The request: Rewrite the lines below with "light blue comforter" replaced by "pale blue blanket" and everything else kept as it is. Omit the pictures from your answer.

(Records from a dataset)

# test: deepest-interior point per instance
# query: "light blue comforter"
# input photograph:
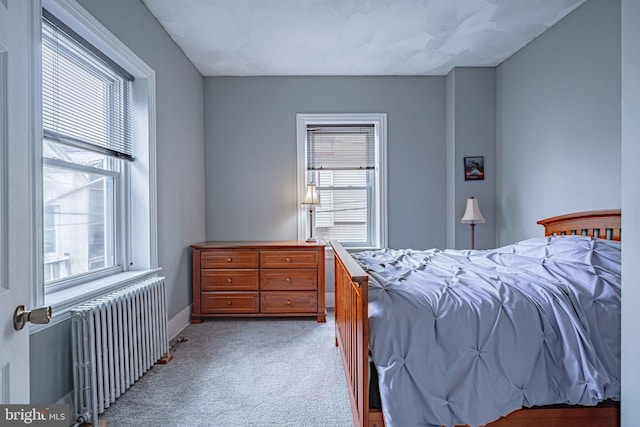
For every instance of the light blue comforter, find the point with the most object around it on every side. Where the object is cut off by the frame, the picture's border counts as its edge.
(464, 337)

Reply:
# test: deepest-interior point per instance
# query: "pale blue blanket"
# input photograph:
For every instance of the pale blue blanket, find the point with the most object around it on every side. Where the object is cut off by the frame, the picture's border counts as its edge.
(464, 337)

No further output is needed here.